-- START OF Dataset records --
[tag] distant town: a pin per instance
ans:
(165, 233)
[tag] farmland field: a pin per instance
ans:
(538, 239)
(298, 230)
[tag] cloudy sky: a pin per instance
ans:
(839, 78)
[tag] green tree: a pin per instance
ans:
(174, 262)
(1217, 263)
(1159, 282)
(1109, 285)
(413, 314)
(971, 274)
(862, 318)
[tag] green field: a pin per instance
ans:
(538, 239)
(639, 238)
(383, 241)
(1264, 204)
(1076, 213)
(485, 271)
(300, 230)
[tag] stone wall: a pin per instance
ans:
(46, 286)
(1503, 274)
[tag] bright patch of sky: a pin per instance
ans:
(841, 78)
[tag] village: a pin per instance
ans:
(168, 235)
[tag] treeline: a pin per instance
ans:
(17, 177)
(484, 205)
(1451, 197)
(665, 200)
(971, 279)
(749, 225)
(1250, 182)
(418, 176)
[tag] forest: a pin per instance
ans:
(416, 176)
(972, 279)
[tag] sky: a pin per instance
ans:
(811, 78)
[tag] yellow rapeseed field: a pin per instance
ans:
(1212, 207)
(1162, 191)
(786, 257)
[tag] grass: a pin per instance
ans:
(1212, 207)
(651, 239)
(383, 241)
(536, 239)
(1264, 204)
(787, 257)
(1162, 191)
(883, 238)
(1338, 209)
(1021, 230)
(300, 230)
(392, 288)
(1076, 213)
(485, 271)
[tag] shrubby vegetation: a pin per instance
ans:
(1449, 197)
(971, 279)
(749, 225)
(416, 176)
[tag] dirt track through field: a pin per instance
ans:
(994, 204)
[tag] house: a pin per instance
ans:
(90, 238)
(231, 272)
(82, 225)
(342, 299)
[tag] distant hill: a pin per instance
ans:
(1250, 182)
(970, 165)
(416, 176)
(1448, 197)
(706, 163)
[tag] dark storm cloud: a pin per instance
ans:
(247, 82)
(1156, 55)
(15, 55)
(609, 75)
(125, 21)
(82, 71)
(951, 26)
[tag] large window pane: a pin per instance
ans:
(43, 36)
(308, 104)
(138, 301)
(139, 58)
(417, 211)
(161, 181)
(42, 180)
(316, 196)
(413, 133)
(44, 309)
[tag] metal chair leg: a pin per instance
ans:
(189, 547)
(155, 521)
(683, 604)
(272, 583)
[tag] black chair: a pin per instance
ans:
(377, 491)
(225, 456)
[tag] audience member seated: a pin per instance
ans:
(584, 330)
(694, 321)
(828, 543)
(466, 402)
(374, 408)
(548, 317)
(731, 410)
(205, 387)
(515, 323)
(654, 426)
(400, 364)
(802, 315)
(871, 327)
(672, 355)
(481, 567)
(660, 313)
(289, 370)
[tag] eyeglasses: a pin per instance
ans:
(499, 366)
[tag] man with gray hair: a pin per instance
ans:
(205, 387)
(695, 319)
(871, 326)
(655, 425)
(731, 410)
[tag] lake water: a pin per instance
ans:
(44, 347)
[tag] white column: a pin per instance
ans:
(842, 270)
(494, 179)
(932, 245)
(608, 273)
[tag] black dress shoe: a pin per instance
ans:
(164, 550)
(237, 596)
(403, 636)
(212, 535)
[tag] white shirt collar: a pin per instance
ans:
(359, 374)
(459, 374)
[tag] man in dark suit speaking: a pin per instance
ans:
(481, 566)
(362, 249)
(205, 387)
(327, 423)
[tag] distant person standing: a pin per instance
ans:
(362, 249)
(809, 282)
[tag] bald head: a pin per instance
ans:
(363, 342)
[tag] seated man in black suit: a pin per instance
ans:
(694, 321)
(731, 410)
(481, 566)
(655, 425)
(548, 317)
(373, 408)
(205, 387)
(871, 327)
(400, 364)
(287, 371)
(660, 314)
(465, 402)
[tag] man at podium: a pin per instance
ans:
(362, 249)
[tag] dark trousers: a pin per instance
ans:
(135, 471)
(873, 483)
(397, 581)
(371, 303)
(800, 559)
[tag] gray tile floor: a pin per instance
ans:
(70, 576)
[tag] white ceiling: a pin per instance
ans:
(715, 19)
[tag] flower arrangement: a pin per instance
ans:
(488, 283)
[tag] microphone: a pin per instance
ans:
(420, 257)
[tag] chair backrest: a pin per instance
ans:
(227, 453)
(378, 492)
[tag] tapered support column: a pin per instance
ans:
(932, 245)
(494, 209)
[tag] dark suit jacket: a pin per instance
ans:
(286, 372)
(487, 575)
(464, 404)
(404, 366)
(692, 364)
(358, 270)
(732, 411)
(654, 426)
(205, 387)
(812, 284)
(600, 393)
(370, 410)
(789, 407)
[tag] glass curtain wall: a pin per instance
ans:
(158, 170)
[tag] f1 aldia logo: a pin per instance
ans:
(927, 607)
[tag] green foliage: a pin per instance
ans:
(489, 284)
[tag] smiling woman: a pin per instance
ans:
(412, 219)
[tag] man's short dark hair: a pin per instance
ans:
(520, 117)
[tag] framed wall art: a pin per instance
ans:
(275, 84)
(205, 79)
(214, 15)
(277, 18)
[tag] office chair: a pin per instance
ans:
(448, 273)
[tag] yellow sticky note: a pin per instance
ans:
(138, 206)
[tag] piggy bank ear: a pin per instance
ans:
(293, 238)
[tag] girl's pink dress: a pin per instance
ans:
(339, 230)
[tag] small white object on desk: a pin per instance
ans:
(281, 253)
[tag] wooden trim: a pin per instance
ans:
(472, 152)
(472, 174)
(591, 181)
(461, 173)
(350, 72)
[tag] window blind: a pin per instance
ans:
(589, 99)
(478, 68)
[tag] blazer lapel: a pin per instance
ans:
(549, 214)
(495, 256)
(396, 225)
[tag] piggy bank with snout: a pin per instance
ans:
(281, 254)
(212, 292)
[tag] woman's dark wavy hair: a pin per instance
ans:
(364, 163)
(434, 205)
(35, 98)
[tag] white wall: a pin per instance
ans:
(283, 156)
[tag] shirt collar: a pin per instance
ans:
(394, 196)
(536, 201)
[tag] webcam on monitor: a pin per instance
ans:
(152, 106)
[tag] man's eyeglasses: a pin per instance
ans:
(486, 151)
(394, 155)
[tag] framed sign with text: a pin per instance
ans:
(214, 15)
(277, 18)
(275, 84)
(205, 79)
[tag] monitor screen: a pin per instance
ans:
-- END OF Dataset records --
Your task
Rewrite all the records above, changing "a pin per instance" to "one point per object" wherever it occurs and leaving everything else unchanged.

Response for this exercise
[tag] distant town: one point per object
ans:
(165, 233)
[tag] farmland field: one point per object
ans:
(538, 239)
(298, 230)
[tag] cloudy sky: one point per object
ans:
(839, 78)
[tag] green tree: one point per object
ans:
(174, 262)
(1217, 263)
(1159, 282)
(1109, 285)
(413, 314)
(971, 274)
(862, 318)
[tag] green field: one point per object
ans:
(538, 239)
(639, 238)
(383, 241)
(1264, 204)
(1076, 213)
(485, 271)
(300, 230)
[tag] stone wall: one point per object
ans:
(46, 286)
(1503, 274)
[tag] bright patch of sky: one point per object
ans:
(841, 78)
[tag] village: one point per object
ans:
(168, 235)
[tag] treeline: one point per object
ans:
(17, 177)
(484, 205)
(1451, 197)
(665, 200)
(971, 279)
(749, 225)
(1250, 182)
(418, 176)
[tag] forest: one point per object
ans:
(416, 176)
(972, 279)
[tag] sky: one point per object
ans:
(811, 78)
[tag] yellow rapeseed field: one point per object
ans:
(1212, 207)
(1162, 191)
(786, 257)
[tag] grass: one point per object
ans:
(1212, 207)
(651, 239)
(383, 241)
(536, 239)
(1264, 204)
(787, 257)
(1162, 191)
(883, 238)
(1338, 209)
(1021, 230)
(300, 230)
(392, 288)
(1076, 213)
(485, 271)
[tag] shrubby vegetation: one point per object
ans:
(1449, 197)
(971, 279)
(749, 225)
(416, 176)
[tag] dirt track through field: one point per object
ans:
(994, 204)
[tag] house: one point per object
ans:
(90, 238)
(231, 272)
(82, 225)
(342, 299)
[tag] distant hill: one point per object
ans:
(1250, 182)
(970, 165)
(416, 176)
(1448, 197)
(706, 163)
[tag] dark storm cloud: one point per object
ans:
(247, 82)
(1156, 55)
(15, 55)
(609, 75)
(125, 21)
(82, 71)
(951, 26)
[tag] large window pane: one point per object
ans:
(43, 36)
(308, 104)
(138, 301)
(139, 58)
(417, 211)
(161, 181)
(42, 180)
(316, 196)
(413, 133)
(44, 309)
[tag] metal chair leg: one point per object
ans:
(189, 547)
(155, 521)
(683, 604)
(272, 583)
[tag] black chair: one point per object
ans:
(377, 491)
(225, 456)
[tag] audience member seated: one point per object
ans:
(584, 330)
(694, 321)
(828, 543)
(466, 402)
(374, 408)
(548, 317)
(731, 410)
(205, 387)
(515, 323)
(654, 426)
(400, 364)
(802, 315)
(871, 327)
(672, 355)
(481, 567)
(660, 313)
(289, 370)
[tag] eyeglasses: one point per object
ans:
(499, 366)
[tag] man with gray hair: one point per object
ans:
(205, 387)
(695, 319)
(871, 326)
(655, 425)
(731, 410)
[tag] lake water: one point per object
ans:
(44, 347)
[tag] white column: one point per object
ans:
(842, 270)
(494, 179)
(932, 245)
(608, 273)
[tag] black dress shoe: one point per object
ans:
(164, 550)
(237, 596)
(403, 636)
(212, 535)
[tag] white shirt collar: one point per object
ans:
(359, 374)
(459, 374)
[tag] man in dark suit speaking: one point per object
ans:
(481, 566)
(362, 249)
(205, 387)
(327, 423)
[tag] distant person standing: one point per object
ans:
(362, 249)
(809, 282)
[tag] bald head: one point per object
ans:
(363, 342)
[tag] seated man in black suit: one point per object
ans:
(694, 321)
(731, 410)
(481, 566)
(655, 425)
(548, 317)
(373, 408)
(205, 387)
(871, 327)
(400, 364)
(287, 371)
(660, 314)
(465, 402)
[tag] man at podium: one point per object
ans:
(362, 249)
[tag] dark trousers: one point per object
ans:
(135, 471)
(873, 483)
(397, 581)
(371, 303)
(800, 559)
[tag] gray tile floor: one point per object
ans:
(70, 576)
[tag] white ceiling: one point per object
ans:
(715, 19)
[tag] flower arrangement: one point per object
ans:
(488, 283)
[tag] microphone: one point per object
ans:
(420, 257)
[tag] chair backrest: one point per object
ans:
(227, 453)
(378, 492)
[tag] tapered support column: one point per object
ans:
(932, 245)
(494, 209)
[tag] dark suit jacket: one point per object
ans:
(286, 372)
(487, 575)
(464, 404)
(404, 366)
(692, 364)
(358, 270)
(732, 411)
(654, 426)
(205, 387)
(812, 284)
(600, 393)
(370, 410)
(789, 407)
[tag] glass curtain wall: one point per object
ans:
(158, 170)
[tag] f1 aldia logo: one point per object
ans:
(927, 607)
[tag] green foliage: one point per object
ans:
(489, 284)
[tag] smiling woman: one point per object
ans:
(412, 219)
[tag] man's short dark hair: one point per object
ans:
(520, 117)
[tag] framed wall art: one point per object
ans:
(275, 84)
(205, 79)
(214, 15)
(277, 18)
[tag] office chair: one point per object
ans:
(448, 273)
[tag] yellow sticky note: one point per object
ans:
(138, 206)
[tag] piggy bank ear: one point per object
ans:
(293, 238)
[tag] girl's pink dress: one point per object
ans:
(339, 230)
[tag] small white object on desk: one point per object
ans:
(281, 253)
[tag] wooden trim: one point per object
ans:
(472, 152)
(472, 174)
(591, 181)
(461, 173)
(350, 72)
[tag] window blind: one point per object
ans:
(589, 99)
(478, 68)
[tag] blazer lapel: one point per object
ans:
(549, 214)
(495, 256)
(396, 225)
[tag] piggy bank with snout: one point per object
ans:
(281, 254)
(212, 292)
[tag] woman's dark wavy hair: one point per object
ans:
(364, 163)
(434, 205)
(35, 98)
[tag] white wall: one point per object
ans:
(283, 156)
[tag] shirt collar: one point per object
ans:
(394, 196)
(536, 201)
[tag] webcam on monitor: one point per object
ans:
(152, 106)
[tag] man's eyeglasses: one point per object
ans:
(486, 151)
(394, 155)
[tag] framed sign with text: one point per object
ans:
(214, 15)
(277, 18)
(275, 84)
(205, 79)
[tag] monitor screen: one point per object
ans:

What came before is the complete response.